Task prompt. Nothing but the lines below from the first through the one with "x=392, y=607" should appear, printed exactly; please leave pictures out.

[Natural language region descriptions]
^^^^^^^^

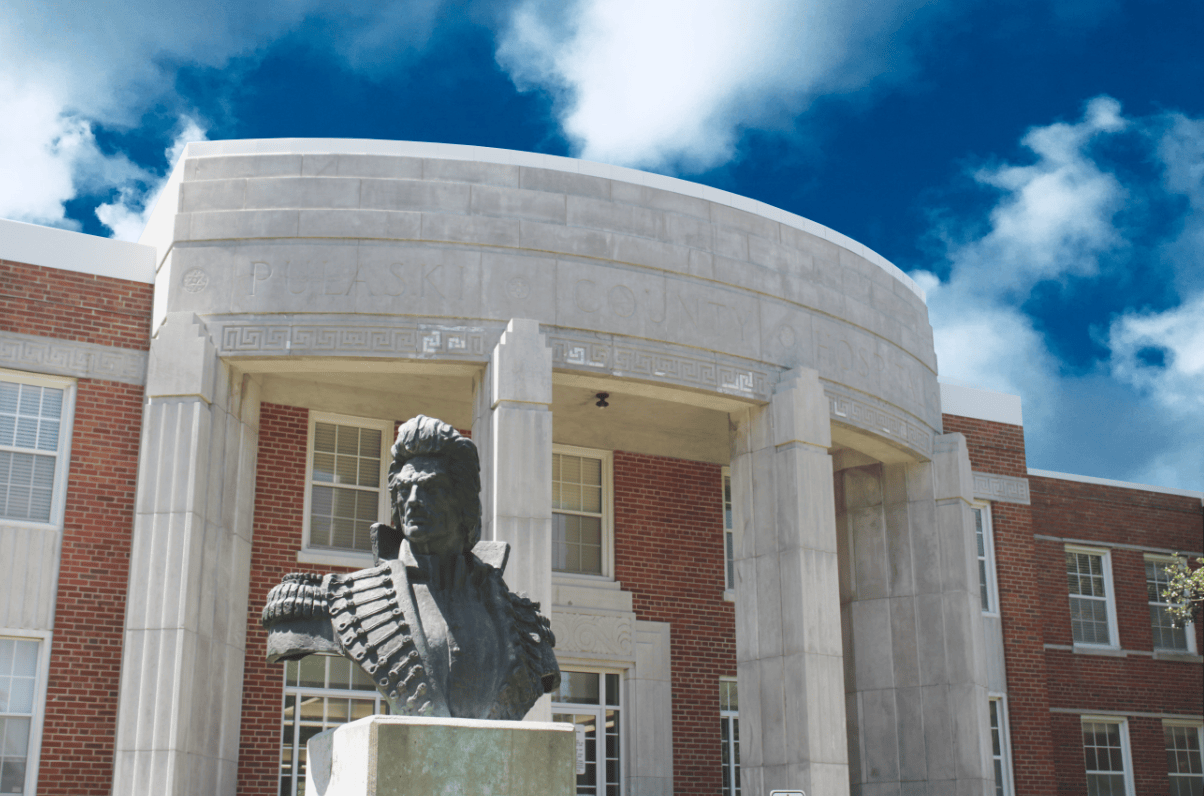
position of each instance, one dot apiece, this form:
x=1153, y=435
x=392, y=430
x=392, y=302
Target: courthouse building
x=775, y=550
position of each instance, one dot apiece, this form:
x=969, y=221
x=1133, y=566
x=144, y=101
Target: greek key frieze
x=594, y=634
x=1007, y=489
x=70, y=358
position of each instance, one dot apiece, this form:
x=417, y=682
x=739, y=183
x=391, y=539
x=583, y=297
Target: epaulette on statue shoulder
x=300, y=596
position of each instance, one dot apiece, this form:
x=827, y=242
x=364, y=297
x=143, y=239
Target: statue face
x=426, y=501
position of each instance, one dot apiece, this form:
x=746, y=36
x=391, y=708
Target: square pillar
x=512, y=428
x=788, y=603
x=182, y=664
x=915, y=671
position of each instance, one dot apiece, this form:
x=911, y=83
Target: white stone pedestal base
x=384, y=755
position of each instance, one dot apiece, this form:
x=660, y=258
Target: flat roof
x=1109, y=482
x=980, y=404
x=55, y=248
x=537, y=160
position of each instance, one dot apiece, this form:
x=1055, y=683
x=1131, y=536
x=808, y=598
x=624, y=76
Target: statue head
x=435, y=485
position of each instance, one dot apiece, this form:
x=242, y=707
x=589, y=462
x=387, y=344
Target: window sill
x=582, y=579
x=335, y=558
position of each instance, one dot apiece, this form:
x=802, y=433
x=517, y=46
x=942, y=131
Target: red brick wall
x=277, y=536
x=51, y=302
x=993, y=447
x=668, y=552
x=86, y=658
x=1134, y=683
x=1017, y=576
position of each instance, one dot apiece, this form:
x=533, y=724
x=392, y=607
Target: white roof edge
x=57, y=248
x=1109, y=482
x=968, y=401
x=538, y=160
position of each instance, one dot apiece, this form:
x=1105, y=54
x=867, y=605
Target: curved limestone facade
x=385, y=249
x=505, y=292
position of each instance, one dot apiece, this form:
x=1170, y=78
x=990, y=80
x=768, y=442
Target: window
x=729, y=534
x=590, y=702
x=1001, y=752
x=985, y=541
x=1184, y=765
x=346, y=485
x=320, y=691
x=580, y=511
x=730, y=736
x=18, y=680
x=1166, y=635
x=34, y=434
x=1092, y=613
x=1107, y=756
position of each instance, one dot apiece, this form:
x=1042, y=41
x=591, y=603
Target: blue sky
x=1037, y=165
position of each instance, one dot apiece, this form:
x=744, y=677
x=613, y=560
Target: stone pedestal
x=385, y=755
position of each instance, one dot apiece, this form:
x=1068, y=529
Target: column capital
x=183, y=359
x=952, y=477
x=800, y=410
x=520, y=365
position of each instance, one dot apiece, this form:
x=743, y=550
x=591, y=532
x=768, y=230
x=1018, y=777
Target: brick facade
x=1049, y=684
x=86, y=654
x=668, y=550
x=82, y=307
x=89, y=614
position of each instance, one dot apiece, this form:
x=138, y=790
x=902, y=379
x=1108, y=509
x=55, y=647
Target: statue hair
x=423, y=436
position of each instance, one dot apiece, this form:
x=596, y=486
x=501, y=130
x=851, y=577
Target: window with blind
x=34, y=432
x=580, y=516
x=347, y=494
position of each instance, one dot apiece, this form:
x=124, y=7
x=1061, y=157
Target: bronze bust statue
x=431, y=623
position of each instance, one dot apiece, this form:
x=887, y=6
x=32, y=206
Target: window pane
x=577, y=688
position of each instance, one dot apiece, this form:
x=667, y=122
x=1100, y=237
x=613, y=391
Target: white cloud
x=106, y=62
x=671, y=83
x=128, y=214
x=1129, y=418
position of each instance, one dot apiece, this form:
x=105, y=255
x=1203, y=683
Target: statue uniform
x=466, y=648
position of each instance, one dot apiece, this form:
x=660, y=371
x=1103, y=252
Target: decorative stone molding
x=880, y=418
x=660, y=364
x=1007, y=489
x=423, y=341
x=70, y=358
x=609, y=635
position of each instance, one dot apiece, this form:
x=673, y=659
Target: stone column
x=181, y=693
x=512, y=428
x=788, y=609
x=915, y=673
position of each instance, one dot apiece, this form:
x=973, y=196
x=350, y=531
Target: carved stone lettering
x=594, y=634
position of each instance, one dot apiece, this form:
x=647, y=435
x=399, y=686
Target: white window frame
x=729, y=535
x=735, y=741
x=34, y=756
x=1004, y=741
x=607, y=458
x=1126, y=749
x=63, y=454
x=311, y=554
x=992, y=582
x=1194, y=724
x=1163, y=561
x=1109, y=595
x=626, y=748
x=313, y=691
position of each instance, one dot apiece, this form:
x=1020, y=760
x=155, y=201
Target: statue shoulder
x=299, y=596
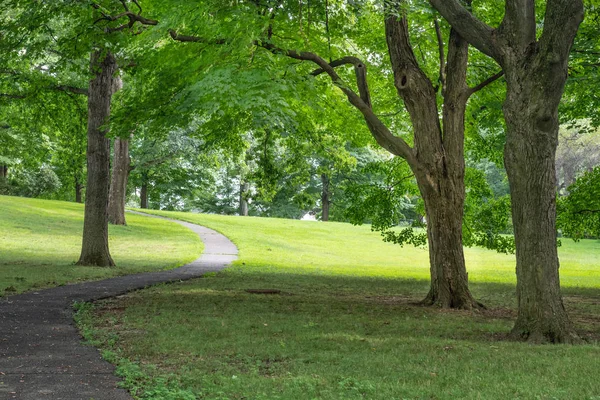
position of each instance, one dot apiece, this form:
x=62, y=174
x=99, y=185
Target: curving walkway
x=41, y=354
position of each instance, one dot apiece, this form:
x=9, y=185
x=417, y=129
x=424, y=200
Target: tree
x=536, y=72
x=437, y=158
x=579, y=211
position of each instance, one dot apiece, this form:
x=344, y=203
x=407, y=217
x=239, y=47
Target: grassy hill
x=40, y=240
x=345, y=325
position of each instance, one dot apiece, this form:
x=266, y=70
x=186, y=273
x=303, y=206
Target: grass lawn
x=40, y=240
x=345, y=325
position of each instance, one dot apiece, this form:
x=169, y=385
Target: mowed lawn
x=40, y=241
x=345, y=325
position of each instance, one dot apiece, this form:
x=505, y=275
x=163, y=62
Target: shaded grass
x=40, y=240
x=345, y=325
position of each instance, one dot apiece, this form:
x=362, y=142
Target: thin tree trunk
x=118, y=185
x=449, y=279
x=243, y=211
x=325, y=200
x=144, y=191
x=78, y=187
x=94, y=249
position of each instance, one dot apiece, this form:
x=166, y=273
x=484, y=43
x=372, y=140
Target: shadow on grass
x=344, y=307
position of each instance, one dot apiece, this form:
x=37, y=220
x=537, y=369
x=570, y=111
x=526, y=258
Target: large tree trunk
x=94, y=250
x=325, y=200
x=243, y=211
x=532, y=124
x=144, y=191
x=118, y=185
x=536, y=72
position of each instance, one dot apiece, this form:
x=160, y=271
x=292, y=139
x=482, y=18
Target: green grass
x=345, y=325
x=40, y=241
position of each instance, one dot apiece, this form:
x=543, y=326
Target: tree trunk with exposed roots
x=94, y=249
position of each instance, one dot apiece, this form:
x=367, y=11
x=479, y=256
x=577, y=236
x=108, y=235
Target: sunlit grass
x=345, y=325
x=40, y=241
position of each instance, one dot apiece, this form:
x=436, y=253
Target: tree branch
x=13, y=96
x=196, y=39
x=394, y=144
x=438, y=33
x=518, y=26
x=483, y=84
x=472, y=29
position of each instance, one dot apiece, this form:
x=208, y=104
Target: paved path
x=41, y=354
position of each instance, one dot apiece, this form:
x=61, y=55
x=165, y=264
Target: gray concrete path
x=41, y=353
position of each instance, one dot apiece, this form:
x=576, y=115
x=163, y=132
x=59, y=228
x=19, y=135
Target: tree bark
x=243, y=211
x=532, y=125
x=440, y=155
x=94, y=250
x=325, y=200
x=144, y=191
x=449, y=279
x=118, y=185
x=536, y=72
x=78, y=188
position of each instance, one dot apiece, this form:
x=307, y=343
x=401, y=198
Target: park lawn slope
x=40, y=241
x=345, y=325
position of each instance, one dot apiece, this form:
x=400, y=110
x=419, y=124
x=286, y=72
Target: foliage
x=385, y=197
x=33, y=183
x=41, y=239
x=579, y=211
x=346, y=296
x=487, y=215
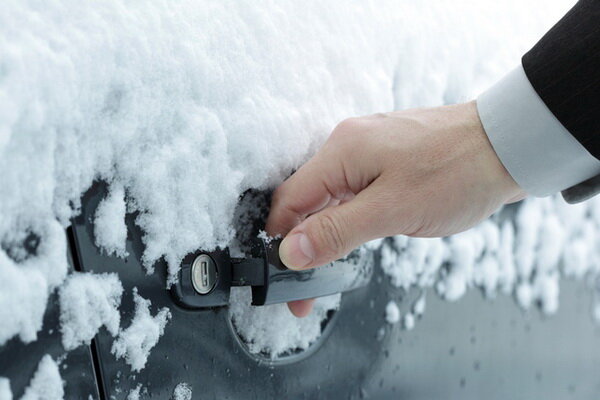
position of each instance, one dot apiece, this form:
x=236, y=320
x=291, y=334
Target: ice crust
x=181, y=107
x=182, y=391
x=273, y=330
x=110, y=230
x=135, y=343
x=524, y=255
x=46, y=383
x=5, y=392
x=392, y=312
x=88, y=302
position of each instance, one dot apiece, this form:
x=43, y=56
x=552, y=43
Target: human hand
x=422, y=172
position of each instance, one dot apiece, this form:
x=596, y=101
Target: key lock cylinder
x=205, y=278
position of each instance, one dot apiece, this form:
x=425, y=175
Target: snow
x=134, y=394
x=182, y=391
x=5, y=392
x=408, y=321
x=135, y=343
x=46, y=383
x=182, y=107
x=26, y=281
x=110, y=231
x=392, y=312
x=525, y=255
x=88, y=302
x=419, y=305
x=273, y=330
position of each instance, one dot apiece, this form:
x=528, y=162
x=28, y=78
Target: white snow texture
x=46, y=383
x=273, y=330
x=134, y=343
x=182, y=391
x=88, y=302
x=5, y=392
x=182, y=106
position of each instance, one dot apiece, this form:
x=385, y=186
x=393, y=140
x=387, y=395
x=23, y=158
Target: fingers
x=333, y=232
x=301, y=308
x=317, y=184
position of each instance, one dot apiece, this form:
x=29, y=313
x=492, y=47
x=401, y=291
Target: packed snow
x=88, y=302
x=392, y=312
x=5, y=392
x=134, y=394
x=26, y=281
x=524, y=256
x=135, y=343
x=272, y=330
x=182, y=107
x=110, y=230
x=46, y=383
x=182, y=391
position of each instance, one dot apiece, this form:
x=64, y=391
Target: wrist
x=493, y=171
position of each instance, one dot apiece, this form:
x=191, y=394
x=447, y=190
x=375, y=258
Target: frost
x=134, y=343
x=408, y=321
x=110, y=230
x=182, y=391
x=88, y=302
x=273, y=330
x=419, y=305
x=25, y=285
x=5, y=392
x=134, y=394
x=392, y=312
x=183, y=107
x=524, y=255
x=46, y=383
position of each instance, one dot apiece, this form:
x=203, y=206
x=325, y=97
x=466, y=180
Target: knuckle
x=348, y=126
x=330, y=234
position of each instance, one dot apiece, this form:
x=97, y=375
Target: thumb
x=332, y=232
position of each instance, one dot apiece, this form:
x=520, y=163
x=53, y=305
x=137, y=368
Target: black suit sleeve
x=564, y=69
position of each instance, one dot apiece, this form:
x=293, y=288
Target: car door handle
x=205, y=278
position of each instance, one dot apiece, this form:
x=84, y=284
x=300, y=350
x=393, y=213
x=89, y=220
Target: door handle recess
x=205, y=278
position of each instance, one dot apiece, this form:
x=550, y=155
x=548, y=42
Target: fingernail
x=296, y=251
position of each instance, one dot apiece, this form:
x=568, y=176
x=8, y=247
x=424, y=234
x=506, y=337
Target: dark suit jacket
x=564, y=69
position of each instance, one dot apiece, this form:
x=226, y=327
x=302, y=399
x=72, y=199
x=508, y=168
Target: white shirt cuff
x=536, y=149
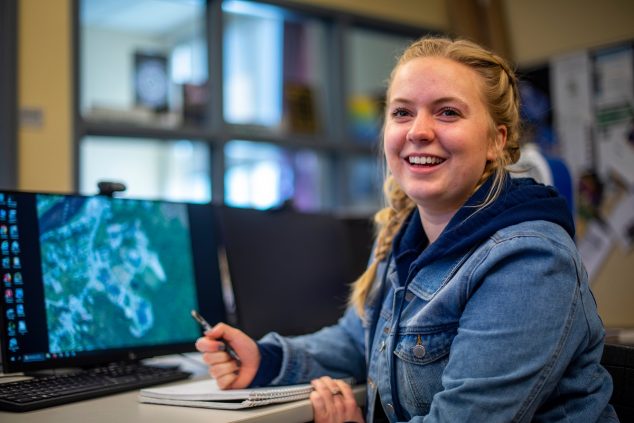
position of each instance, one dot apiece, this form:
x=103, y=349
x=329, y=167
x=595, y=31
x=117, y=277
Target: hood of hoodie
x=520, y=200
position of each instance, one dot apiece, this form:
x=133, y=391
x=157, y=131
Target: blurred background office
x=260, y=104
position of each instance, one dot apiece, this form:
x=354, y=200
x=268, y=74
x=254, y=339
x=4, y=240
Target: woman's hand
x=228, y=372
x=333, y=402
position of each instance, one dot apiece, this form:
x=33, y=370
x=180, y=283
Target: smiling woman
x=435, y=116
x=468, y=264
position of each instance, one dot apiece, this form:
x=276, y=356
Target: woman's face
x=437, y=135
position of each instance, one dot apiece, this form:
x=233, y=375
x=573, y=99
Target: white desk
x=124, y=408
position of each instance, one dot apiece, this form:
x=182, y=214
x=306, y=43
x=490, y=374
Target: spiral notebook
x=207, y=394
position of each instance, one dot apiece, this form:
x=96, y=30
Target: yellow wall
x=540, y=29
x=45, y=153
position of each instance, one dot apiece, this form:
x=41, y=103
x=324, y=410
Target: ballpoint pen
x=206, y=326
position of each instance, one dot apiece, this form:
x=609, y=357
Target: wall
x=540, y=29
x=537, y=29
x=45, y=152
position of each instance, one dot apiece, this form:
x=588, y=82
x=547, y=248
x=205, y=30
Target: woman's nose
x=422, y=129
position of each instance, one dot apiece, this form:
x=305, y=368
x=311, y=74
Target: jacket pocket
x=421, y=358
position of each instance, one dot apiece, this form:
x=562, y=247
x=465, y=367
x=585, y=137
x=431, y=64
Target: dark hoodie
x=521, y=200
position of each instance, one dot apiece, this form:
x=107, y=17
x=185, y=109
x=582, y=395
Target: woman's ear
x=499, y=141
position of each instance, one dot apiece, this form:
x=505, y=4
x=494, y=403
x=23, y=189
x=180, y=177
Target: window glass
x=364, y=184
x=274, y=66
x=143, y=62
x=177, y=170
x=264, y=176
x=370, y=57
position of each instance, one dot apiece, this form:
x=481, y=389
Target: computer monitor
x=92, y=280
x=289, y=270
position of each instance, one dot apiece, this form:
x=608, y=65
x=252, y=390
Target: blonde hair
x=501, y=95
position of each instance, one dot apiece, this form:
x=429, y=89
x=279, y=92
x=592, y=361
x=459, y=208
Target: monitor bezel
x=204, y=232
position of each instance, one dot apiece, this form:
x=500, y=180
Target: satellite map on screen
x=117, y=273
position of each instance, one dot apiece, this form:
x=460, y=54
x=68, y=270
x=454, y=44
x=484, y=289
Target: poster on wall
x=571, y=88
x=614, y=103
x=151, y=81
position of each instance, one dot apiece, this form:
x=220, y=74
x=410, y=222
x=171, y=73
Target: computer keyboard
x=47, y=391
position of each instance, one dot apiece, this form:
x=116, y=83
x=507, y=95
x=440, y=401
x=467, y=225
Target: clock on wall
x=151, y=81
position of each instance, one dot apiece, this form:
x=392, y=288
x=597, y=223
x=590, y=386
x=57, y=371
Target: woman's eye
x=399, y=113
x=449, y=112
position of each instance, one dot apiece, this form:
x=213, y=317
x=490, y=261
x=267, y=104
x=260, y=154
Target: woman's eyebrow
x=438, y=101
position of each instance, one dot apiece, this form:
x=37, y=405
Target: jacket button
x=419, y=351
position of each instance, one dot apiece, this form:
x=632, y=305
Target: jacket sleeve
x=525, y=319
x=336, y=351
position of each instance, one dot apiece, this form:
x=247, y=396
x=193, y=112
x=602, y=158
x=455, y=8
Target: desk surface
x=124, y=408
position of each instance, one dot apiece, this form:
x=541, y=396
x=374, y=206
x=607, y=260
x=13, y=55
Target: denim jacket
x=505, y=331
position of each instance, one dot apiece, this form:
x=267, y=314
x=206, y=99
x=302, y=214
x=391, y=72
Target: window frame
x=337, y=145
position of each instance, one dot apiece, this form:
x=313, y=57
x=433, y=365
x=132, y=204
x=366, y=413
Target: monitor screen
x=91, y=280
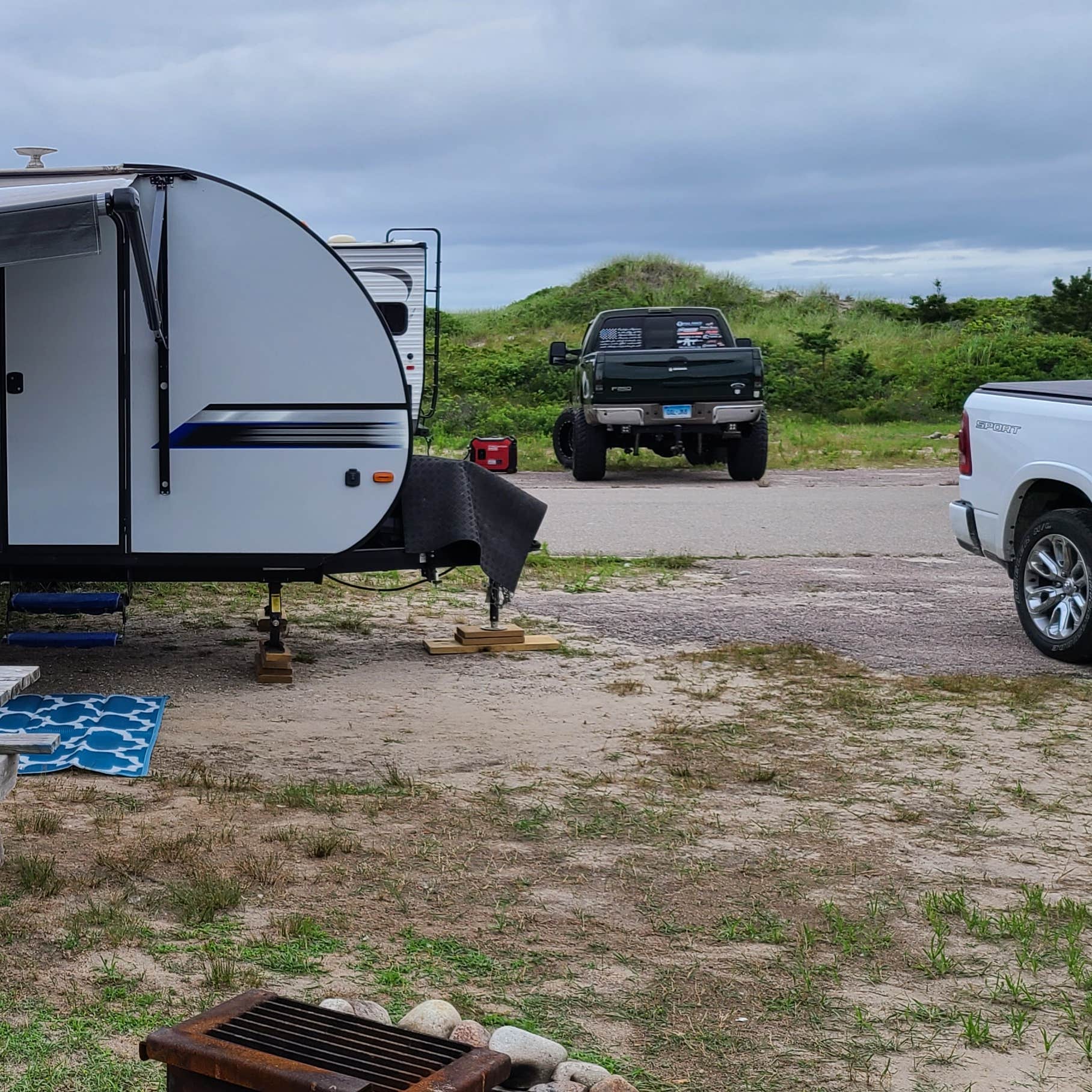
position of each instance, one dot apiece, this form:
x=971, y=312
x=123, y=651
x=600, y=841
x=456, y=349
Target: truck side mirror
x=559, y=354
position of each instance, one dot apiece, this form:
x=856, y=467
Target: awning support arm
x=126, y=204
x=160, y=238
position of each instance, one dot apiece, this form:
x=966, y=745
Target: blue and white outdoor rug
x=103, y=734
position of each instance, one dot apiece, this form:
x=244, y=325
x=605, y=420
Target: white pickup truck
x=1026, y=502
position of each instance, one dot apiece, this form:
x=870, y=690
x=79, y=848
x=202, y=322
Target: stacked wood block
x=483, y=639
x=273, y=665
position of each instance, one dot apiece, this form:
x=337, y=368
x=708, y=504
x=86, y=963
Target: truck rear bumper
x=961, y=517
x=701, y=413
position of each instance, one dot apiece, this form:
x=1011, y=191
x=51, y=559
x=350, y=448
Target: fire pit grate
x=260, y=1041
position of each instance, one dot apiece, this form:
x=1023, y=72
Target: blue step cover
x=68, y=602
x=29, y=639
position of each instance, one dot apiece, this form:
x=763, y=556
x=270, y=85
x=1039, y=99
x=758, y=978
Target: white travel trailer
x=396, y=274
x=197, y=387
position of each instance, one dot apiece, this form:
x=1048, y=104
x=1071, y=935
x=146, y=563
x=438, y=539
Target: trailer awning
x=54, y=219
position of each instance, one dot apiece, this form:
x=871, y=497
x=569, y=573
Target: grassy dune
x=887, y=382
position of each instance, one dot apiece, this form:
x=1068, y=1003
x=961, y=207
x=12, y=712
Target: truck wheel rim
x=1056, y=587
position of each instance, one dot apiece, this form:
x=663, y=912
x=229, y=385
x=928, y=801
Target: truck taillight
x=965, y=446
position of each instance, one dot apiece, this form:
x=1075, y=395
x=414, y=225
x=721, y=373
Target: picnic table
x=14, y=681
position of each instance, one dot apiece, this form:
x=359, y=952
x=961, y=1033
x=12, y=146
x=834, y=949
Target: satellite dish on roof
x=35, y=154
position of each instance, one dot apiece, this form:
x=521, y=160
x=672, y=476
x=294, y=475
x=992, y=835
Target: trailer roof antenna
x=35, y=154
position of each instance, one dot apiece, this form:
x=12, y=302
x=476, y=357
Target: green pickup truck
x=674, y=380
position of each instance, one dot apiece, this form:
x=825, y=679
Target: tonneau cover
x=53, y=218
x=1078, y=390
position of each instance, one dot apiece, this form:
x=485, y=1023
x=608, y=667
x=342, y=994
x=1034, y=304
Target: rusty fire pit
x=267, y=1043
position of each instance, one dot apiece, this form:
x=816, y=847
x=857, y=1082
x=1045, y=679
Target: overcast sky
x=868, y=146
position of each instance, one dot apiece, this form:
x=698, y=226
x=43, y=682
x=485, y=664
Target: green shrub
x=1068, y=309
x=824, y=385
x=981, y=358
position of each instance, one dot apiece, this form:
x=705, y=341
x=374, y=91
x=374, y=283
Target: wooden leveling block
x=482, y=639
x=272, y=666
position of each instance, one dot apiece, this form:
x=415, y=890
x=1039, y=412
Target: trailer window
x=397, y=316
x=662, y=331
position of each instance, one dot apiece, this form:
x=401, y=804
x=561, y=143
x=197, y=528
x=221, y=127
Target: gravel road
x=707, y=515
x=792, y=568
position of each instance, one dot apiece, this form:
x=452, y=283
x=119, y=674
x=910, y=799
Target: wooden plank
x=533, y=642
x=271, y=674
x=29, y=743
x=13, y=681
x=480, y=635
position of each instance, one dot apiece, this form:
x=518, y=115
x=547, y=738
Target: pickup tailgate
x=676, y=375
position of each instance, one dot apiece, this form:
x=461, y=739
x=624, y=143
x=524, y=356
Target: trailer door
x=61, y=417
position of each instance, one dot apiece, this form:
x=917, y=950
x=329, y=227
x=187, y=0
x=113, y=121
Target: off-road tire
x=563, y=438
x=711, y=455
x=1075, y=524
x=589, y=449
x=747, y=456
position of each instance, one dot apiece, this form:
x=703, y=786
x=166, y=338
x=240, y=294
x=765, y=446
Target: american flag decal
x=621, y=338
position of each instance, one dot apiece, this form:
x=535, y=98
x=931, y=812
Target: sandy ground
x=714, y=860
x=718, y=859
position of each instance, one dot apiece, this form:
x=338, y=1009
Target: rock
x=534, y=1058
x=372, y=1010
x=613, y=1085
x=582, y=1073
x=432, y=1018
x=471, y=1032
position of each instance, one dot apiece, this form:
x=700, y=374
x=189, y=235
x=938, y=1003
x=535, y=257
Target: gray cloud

^^^^^^^^

Output of the exercise.
position of each instance, one dot apiece, this form:
x=1153, y=435
x=392, y=430
x=392, y=302
Target: courthouse building
x=775, y=550
position of each instance, one dot apiece, this form:
x=969, y=221
x=1133, y=566
x=144, y=101
Target: greek key frieze
x=594, y=634
x=1007, y=489
x=70, y=358
position of each instance, one dot apiece, this form:
x=417, y=682
x=739, y=183
x=391, y=539
x=583, y=297
Target: epaulette on statue shoulder
x=300, y=596
position of each instance, one dot apiece, this form:
x=827, y=242
x=364, y=297
x=143, y=239
Target: statue face
x=426, y=501
position of each instance, one dot apiece, this form:
x=746, y=36
x=391, y=708
Target: square pillar
x=512, y=428
x=788, y=603
x=182, y=664
x=915, y=671
position of each instance, one dot apiece, this form:
x=911, y=83
Target: white stone pedestal base
x=384, y=755
position of each instance, one dot apiece, this form:
x=660, y=258
Target: flat roof
x=1109, y=482
x=980, y=404
x=55, y=248
x=537, y=160
position of each instance, one dot apiece, this form:
x=1055, y=683
x=1131, y=536
x=808, y=598
x=624, y=76
Target: statue head
x=435, y=485
position of each instance, one dot apiece, this form:
x=242, y=707
x=589, y=462
x=387, y=344
Target: window sill
x=582, y=579
x=335, y=558
position of each instance, one dot apiece, this form:
x=802, y=433
x=517, y=46
x=942, y=131
Target: red brick wall
x=277, y=536
x=51, y=302
x=993, y=447
x=668, y=552
x=86, y=658
x=1134, y=683
x=1017, y=576
position of each instance, one dot apiece, this form:
x=533, y=724
x=392, y=607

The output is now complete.